**Verilen metin**
-- -- --

‘Suruç Katliamı’ unutulmadı!

A.Kemal KAŞKAR -

‘Suruç Katliamı’ unutulmadı!

Ülkemiz 15 Temmuz darbe girişiminin artçı sarsıntılarını yaşarken, dün, 20 Temmuz 2015 tarihinde Urfa’nın Suruç ilçesinde yaşanan ve 33 gencecik yurttaşımızın yaşamlarını yitirmesine neden olan katliamın birinci yıldönümüydü.

Katliamın birinci yıldönümü dolayısıyla Halkların Demokratik Partisi Merkez Yürütme Kurulu tarafından yapılan ve gazetemize de iletilen “Suruç Katliamı’nı unutmuyoruz...” başlıklı açıklamanın tam metni şöyle ...

 

“Suruç Katliamı’nı unutmuyoruz...”

Bundan bir yıl önce, 20 Temmuz 2015’te Urfa’nın Suruç ilçesinde Amara Kültür Merkezi’nde, IŞİD’in yerle bir ettiği Kobanê’yi yeniden inşa etmek için bir araya gelen 33 sosyalist genç, IŞİD terör örgütü tarafından düzenlenen canlı bomba saldırısında hayatını kaybetti, 100’den fazlası ise yaralandı.

Özellikle Rojava Devrimi’nin yıldönümünden 1 gün sonra ve Kobanê ile dayanışmak için yola çıkmış Türkiyeli devrimcilerin hedef alınması, Kobanê etrafındaki dayanışmayı kırmak, ‘bu dayanışmadan vazgeçin’ mesajını vermek içindi. Bu insanlık dışı, alçakça saldırı aynı zamanda yeni bir çatışma ve savaş dönemine atılan ilk adım oldu.

 

Hiçbir ciddi işlem yapılmadı

Aradan bir yıl geçti ve Suruç Katliamı’nı gerçekleştirmiş olanlar, asker ve sivil bürokrasi içinden yardım ve yataklık etmiş olanlar, siyasal destekçiler hakkında hiçbir ciddi işlem yapılmadı. Suruç katliamı sonrasında dosyaya gizlilik kararı getirildi. 10 Ekim Ankara Katliamı’nda ortaya çıkan bilgi ve belgelere rağmen Suruç Katliamı soruşturmasında dava açılmadı. Kamu görevlileri hakkında ‘yargılanamaz’ kararı verilerek ailelerin adalet arayışı karşılıksız bırakıldı.

-- -- --

**Alıştırmalar**
(1) Suruç Katliamı hakkındaki yazıda geçen tarihlerin hepsini, her birini bir kez yazarak sırala.
(2) Suruç Katliamı hakkındaki yazıda geçen "Suruç katliamı sonrasında dosyaya gizlilik kararı getirildi." cümlesini İngilizceye çevir.
(3) Suruç Katliamı hakkındaki yazıda "Ülkemiz 15 Temmuz" ifadesinden "metni şöyle ..." ifadesine kadar olan kısmı hiç değiştirmeden tekrarla.

[İşaretleme kayıtları]
-- -- --

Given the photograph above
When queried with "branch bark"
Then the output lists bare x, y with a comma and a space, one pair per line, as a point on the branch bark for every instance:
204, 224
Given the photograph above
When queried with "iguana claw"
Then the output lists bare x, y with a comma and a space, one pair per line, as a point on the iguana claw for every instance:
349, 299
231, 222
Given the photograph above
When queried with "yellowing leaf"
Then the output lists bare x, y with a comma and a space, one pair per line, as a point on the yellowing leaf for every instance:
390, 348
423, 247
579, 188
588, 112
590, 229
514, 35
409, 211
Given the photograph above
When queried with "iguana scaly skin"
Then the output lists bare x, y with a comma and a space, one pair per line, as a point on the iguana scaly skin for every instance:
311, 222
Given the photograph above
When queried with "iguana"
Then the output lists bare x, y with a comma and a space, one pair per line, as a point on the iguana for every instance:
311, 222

-- -- --

**Görev sonuçları**
(1)
15 Temmuz
20 Temmuz 2015
10 Ekim

(2) After the Suruç massacre, a confidentiality order was placed on the case file.

(3)
Ülkemiz 15 Temmuz darbe girişiminin artçı sarsıntılarını yaşarken, dün, 20 Temmuz 2015 tarihinde Urfa’nın Suruç ilçesinde yaşanan ve 33 gencecik yurttaşımızın yaşamlarını yitirmesine neden olan katliamın birinci yıldönümüydü.

Katliamın birinci yıldönümü dolayısıyla Halkların Demokratik Partisi Merkez Yürütme Kurulu tarafından yapılan ve gazetemize de iletilen “Suruç Katliamı’nı unutmuyoruz...” başlıklı açıklamanın tam metni şöyle ...